Copy the listing below word for word, changing nothing.
═══
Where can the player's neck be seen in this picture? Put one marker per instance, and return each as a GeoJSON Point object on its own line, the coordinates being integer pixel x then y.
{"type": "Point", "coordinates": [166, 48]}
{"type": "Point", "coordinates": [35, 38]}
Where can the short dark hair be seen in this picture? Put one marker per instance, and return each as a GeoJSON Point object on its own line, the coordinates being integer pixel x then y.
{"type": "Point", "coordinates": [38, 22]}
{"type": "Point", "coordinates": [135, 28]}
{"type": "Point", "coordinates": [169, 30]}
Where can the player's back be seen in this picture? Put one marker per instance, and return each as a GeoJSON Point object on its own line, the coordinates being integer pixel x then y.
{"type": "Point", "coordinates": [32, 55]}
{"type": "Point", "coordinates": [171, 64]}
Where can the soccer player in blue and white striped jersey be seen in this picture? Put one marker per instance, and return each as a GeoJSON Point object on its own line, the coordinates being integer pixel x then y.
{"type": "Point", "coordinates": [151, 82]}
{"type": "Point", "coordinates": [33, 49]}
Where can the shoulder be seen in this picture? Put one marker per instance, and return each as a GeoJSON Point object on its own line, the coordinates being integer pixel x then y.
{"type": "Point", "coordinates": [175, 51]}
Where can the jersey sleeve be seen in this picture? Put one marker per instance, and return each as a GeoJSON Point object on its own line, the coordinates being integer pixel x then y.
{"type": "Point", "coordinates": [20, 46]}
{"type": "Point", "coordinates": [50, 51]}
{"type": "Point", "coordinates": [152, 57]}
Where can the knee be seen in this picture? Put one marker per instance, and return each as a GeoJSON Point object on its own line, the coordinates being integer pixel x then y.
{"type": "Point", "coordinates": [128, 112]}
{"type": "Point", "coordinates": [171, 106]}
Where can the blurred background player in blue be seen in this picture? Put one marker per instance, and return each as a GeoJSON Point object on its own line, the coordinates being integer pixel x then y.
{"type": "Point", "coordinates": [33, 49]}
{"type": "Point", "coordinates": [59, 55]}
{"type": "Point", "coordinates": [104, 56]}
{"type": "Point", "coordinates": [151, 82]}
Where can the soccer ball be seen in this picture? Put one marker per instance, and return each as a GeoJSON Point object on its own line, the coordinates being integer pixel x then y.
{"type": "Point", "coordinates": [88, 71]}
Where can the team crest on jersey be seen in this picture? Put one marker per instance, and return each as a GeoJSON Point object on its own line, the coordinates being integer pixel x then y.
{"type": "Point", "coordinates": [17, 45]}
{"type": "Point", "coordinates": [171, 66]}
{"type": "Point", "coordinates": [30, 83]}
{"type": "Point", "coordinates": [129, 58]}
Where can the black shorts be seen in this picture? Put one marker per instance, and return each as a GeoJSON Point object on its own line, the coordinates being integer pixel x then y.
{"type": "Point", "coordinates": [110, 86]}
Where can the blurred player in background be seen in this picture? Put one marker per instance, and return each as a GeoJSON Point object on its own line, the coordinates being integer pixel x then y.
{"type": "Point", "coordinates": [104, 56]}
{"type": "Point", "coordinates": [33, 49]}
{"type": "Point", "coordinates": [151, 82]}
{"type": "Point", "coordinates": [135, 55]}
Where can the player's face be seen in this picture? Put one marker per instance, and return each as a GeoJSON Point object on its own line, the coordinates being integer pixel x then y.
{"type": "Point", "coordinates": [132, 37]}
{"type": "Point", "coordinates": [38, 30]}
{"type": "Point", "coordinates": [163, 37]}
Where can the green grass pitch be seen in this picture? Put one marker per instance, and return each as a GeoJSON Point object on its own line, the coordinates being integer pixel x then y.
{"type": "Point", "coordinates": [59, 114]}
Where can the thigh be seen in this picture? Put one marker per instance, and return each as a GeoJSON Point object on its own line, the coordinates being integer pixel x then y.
═══
Solution to the problem:
Where can the player's neck be seen in this picture? Put one marker per instance, and return each as a GeoJSON Point object on its own line, the coordinates being integer pixel x then y.
{"type": "Point", "coordinates": [166, 48]}
{"type": "Point", "coordinates": [35, 38]}
Where can the short dark hair be seen in this picture? Put one marker per instance, and return each as a GeoJSON Point object on its own line, the coordinates being integer pixel x then y.
{"type": "Point", "coordinates": [38, 22]}
{"type": "Point", "coordinates": [135, 28]}
{"type": "Point", "coordinates": [169, 30]}
Where can the player's back be seen in this picture? Put one marker per instance, and return each as a GeoJSON Point object on its own line, the coordinates being integer pixel x then y.
{"type": "Point", "coordinates": [32, 55]}
{"type": "Point", "coordinates": [171, 64]}
Where can the soccer player in blue and white striped jersey be seen in this picture? Put one marker per instance, and return each as a GeoJSON Point object on its own line, the coordinates being integer pixel x then y.
{"type": "Point", "coordinates": [151, 82]}
{"type": "Point", "coordinates": [33, 49]}
Where can the shoulder be seen in this picture? Put one marker per instance, and return each as a GeoJSON Point object on its own line, the coordinates being integer pixel x then y.
{"type": "Point", "coordinates": [175, 51]}
Where can the jersey sleeve be seen in this picture? Put one marker per instance, and return each as a GeoJSON Point object on its own line, the coordinates being integer pixel x then y.
{"type": "Point", "coordinates": [20, 46]}
{"type": "Point", "coordinates": [50, 51]}
{"type": "Point", "coordinates": [152, 57]}
Where can the knee be seen in this picture? Put one marker per instance, and return each as a GeoJSON Point object on its own line, the coordinates being integer pixel x then y.
{"type": "Point", "coordinates": [128, 112]}
{"type": "Point", "coordinates": [171, 106]}
Where can the blurred background player in blue be seen in this picture? Put one marker per instance, and return each as a GeoJSON Point object on its own line, the coordinates being integer pixel x then y.
{"type": "Point", "coordinates": [33, 49]}
{"type": "Point", "coordinates": [59, 55]}
{"type": "Point", "coordinates": [104, 56]}
{"type": "Point", "coordinates": [151, 82]}
Where can the soccer ball be seen in this picture? Put one marker per instance, and return each as a GeoJSON Point object on its own line, the coordinates being integer pixel x then y.
{"type": "Point", "coordinates": [88, 71]}
Where can the team crest on jersey be seen in this picture? Put one marker per instance, and return each as a GeoJSON Point object on its own line, the coordinates being integer pixel x then y.
{"type": "Point", "coordinates": [17, 45]}
{"type": "Point", "coordinates": [171, 66]}
{"type": "Point", "coordinates": [30, 83]}
{"type": "Point", "coordinates": [129, 58]}
Where can the black shorts be seen in this picture? Put one marker per instance, and return each as a GeoJSON Point object on its own line, the coordinates being integer pixel x then y.
{"type": "Point", "coordinates": [110, 86]}
Where can the blurred player in background be seen in this picture? Put one marker per instance, and return each as a GeoJSON Point object on its own line, the coordinates being integer pixel x then y.
{"type": "Point", "coordinates": [104, 56]}
{"type": "Point", "coordinates": [33, 49]}
{"type": "Point", "coordinates": [151, 82]}
{"type": "Point", "coordinates": [135, 55]}
Where can the player's face be seen in this picture? Put one marker per instance, and return each as a GeoJSON Point object on its own line, the coordinates being integer pixel x then y.
{"type": "Point", "coordinates": [132, 37]}
{"type": "Point", "coordinates": [38, 30]}
{"type": "Point", "coordinates": [163, 37]}
Where can the green grass pitch be seen in this picture? Put one marker per instance, and return each as a GeoJSON Point object on its own line, the coordinates being integer pixel x then y.
{"type": "Point", "coordinates": [59, 114]}
Where can the thigh be seen in this picture? Put one marker per instance, and return each as a GeoJSON Point object on its own line, the coordinates being integer pixel x then y.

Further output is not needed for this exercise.